** TASK GOAL **
Please output the lines from the one with "The corresponding image" through the end of the data exactly as written, omitting all pictures.

•••••

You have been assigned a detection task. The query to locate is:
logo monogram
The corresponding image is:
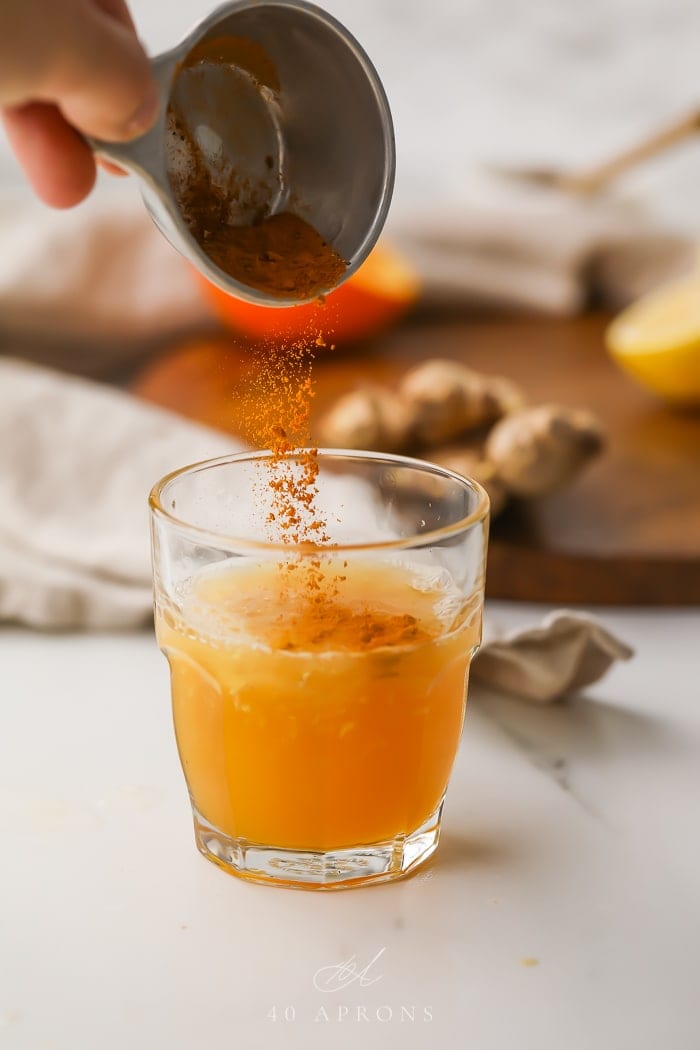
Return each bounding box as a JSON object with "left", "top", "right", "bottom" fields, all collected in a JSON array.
[{"left": 312, "top": 948, "right": 386, "bottom": 993}]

•••••

** RESULT OF THIS EXERCISE **
The corresponding image is:
Return each bounding box as a JSON object with "left", "top", "right", "bottom" fields, all collected in a JSON array.
[{"left": 312, "top": 948, "right": 386, "bottom": 993}]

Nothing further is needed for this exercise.